--- Document section ---
The Canadian dollar rose 0.31 percent against the US dollar on Tuesday. Rising commodities and a softer dollar combined to appreciate the loonie. US rate cut probabilities jumped after Fed Chief Powell, while not outright mentioning a rate cut, did suggest the central bank is ready to act if needed. A prolonged trade war with China and new fronts ready to be open are big obstacles for the US economy to navigate, which is why the Fed could add some stimulus via lower interest rates.
Oil and gold rose taking advantage of the US dollar softness. Risk appetite was also higher as investors bought equities putting behind some fears of antitrust measures in the tech sector.
The USMCA remains on track with the three signing nations making comments for a swift ratification. The fly in the ointment could be actions such as Trump’s decision to target tariffs against Mexico for issues outside of the agreement.
Canadian manufacturing remains below 50 at 49.1, so technically it is not expanding, and it was a lower index than last month. Employment data will be released on Friday alongside the U.S. non-farm payrolls (NFP) report. Canadian jobs in April saw a massive 106.5K gain and there is a correction expected when the May data is released.
The US dollar is lower against major pairs on Tuesday. The greenback was sold across the board as remarks from U.S. Federal Reserve Chair Jerome Powell signalled the central bank could cut interest rates this year. The Fed hiked the benchmark rate four times in 2018, but as the US-China trade war drags on, it continues to have a negative impact on American growth.
The stock market saw a huge boost of the narrative that a rate cut could come sooner than later. The CME FedWatch tool points to a 23.3 percent chance of a rate cut in the upcoming June meeting. Fed Fund rate levels in December show a less than 15 percent probability the benchmark interest rate will be at the current 200-225 basis points.
OIL – Soft Dollar Boosts Energy Prices
Brent jumped 1.11 percent and WTI rose 0.38 percent after the US dollar fell on a possible rate cut gaining traction this year. Trade disputes have been negative for energy prices, and the White House decision to open a trade front with Mexico investors were anxious about sustained growth.
The US is impacting prices in three ways. Sanctions against Iran and Venezuela for political reasons have boosted prices as it reduced supply. US-China and US-Mexico trade disputes have a negative effect on global growth forecast reducing energy demand going forward. The final factor has been the rise of American output. While sanctions reduce supply and boost prices, lower energy demand and rising production depreciates crude as there is a higher risk of oversupply.
The OPEC+ deal has been the major stabilizing force holding energy prices, but the agreement to cut output comes with an expiration date. Russia has not committed publicly to an extension which could put more pressure on Saudi Arabia to keep the group united if they lose such a major producer.
--- Dataset entries ---
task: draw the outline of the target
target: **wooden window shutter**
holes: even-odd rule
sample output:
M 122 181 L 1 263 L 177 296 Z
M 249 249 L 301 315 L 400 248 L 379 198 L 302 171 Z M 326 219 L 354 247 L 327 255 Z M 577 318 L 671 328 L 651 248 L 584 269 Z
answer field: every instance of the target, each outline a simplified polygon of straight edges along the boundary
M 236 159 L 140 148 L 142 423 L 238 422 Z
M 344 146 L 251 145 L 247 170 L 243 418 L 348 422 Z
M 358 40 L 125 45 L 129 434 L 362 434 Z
---
Instructions
• A. Answer these questions from the market commentary on the loonie and oil prices, one line each:
(i) What index reading did Canadian manufacturing post?
(ii) What chance of a rate cut at the June meeting does the CME FedWatch tool point to?
(iii) By what percentage did Brent rise?
• B. Carry the market commentary on the loonie and oil prices further, picking up after its final paragraph.

Responses per task
• A.
(i) 49.1
(ii) 23.3 percent
(iii) 1.11 percent

• B.
US crude inventories are expected to shrink in this week’s data release. The softness of the dollar and a lower drawdown would be a positive for crude prices. Tougher trade rhetoric and risk aversion coupled with a lower than forecasted drawdown would once again cause a drop in energy prices.
GOLD – Gold Rises on Dollar Weakness
Gold rose 0.31 percent on Tuesday as the trade war drums in the US keep beating. The decision by President Trump to open more than one trade front at the time resulted in a weaker dollar. The yellow metal is being used by investors as a safe haven to reduce dollar exposures.
The words from Chair Powell were taken from the central banker handbook, he said very little of substance beyond the fact that the U.S. Federal Reserve will act if needed. A rate cut could be one of the measures needed, but the economy would have to show bigger signs of lack of momentum, even as trade disputes are slowing down growth.
Gold remains well above the $1,320 price level and given the geopolitical conditions there would have to be major advances on the trade war fronts and improving economic fundamentals for the yellow metal to depreciate against the greenback.
STOCKS – Tech Sector Shakes Off Anti-Trust Jitters
Investors bought into the stock market after Fed Chief Powell’s remarks hinted at a higher possibility of an interest rate cut this year. The Fed with four rate hikes in 2018 caused a major sell-off in December and had to reverse course in January. Today’s words by the top US central banker put US equities in its second-best day of the year.
Anti-trust concerns were lower on Tuesday and the softness of the dollar gave a boost to equities. Trade war anxiety remains and companies with the biggest exposure to China and Mexico were affected. Chief Powell also mentioned the negative effect of a prolonged trade war and with is pledged to sustain the pace of growth of the US economy opened the door to an interest rate cut in the near to mid-term.
Pound Rises Despite Construction Disappointment
The pound rose 0.31 percent on Tuesday despite another economic indicator falling below expectations. British construction PMI dropped to 48.6 and is now below the level considered to be an expansion. Brexit anxiety has led to various data points pointing to a downward trend, but for now the political drama in the United Kingdom is focused on who will succeed Theresa May at the head of the Conservative party.
The ghost of a no-deal Brexit haunts the currency as the battle to gain support within the Tories heats up. The European parliament elections ironically showed a high support for the Brexit Party and in turn could put a hard Brexiteer at the head of the government.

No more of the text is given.